• **PROVIDED ENTRIES**
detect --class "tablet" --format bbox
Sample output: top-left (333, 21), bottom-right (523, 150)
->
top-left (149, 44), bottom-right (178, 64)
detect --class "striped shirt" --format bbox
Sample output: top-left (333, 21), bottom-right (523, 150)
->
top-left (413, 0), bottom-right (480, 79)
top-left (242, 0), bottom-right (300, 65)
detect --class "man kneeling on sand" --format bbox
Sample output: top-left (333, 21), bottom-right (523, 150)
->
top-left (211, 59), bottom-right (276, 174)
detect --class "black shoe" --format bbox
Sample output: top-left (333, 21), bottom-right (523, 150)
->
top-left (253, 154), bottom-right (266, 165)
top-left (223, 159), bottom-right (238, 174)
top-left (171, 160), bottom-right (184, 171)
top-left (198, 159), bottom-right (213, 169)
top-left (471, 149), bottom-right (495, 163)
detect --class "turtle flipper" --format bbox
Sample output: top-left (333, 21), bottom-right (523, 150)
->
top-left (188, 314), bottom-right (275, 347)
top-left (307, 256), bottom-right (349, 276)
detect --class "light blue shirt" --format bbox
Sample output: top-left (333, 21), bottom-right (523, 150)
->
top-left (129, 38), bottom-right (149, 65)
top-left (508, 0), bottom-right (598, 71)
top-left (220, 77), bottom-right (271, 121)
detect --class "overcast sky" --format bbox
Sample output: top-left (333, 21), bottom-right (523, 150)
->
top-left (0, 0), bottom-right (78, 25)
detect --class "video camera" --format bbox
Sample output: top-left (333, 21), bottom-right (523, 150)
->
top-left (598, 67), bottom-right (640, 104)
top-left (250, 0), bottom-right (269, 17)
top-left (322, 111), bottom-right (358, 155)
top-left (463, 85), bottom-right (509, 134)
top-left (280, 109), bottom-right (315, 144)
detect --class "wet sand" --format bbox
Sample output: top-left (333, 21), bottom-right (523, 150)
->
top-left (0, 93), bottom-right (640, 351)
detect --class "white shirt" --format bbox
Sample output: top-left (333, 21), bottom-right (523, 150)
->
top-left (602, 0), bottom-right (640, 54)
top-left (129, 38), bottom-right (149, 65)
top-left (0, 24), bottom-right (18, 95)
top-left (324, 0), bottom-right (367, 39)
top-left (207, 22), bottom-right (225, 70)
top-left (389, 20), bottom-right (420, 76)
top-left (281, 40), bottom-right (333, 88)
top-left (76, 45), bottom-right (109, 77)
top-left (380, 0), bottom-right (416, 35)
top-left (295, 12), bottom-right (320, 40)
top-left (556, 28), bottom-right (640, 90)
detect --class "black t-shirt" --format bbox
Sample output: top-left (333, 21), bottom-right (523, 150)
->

• **BRIEF**
Could you reproduce every record above exactly as it appears?

• **RESPONSE TO THIS TASK**
detect --class "tablet" --format bbox
Sample output: top-left (333, 21), bottom-right (523, 150)
->
top-left (149, 44), bottom-right (178, 64)
detect --class "striped shirt" --format bbox
Sample output: top-left (333, 21), bottom-right (523, 150)
->
top-left (413, 0), bottom-right (480, 79)
top-left (242, 0), bottom-right (300, 65)
detect --class "man kneeling on sand" --format bbox
Sample output: top-left (333, 21), bottom-right (523, 150)
->
top-left (211, 59), bottom-right (276, 174)
detect --class "black shoe" --format bbox
Sample output: top-left (333, 21), bottom-right (523, 150)
->
top-left (253, 154), bottom-right (266, 165)
top-left (223, 159), bottom-right (238, 174)
top-left (171, 160), bottom-right (184, 171)
top-left (198, 159), bottom-right (213, 169)
top-left (471, 149), bottom-right (495, 163)
detect --class "turtle flipper" --format bbox
Sample output: top-left (333, 21), bottom-right (523, 150)
->
top-left (188, 314), bottom-right (275, 347)
top-left (307, 256), bottom-right (349, 276)
detect --class "light blue shirt" --format bbox
Sample output: top-left (333, 21), bottom-right (523, 150)
->
top-left (129, 38), bottom-right (149, 65)
top-left (508, 0), bottom-right (598, 71)
top-left (220, 77), bottom-right (271, 121)
detect --class "overcast sky" --format bbox
Sample output: top-left (333, 21), bottom-right (523, 150)
->
top-left (0, 0), bottom-right (78, 25)
detect --class "video camera" --format bbox
Sample output: top-left (333, 21), bottom-right (523, 150)
->
top-left (598, 67), bottom-right (640, 104)
top-left (250, 0), bottom-right (269, 17)
top-left (322, 111), bottom-right (358, 155)
top-left (463, 85), bottom-right (509, 134)
top-left (280, 109), bottom-right (315, 144)
detect --class "wet sand" --format bbox
Sample output: top-left (333, 21), bottom-right (523, 150)
->
top-left (0, 93), bottom-right (640, 351)
detect --class "white shirt" --format bbox
Sample output: top-left (333, 21), bottom-right (523, 150)
->
top-left (602, 0), bottom-right (640, 54)
top-left (129, 38), bottom-right (149, 65)
top-left (0, 24), bottom-right (18, 95)
top-left (324, 0), bottom-right (367, 39)
top-left (207, 22), bottom-right (225, 70)
top-left (389, 20), bottom-right (420, 76)
top-left (281, 40), bottom-right (333, 88)
top-left (76, 45), bottom-right (109, 77)
top-left (380, 0), bottom-right (416, 35)
top-left (295, 12), bottom-right (320, 40)
top-left (556, 28), bottom-right (640, 90)
detect --class "black t-shirt" --format bbox
Sample output: top-left (333, 21), bottom-right (523, 150)
->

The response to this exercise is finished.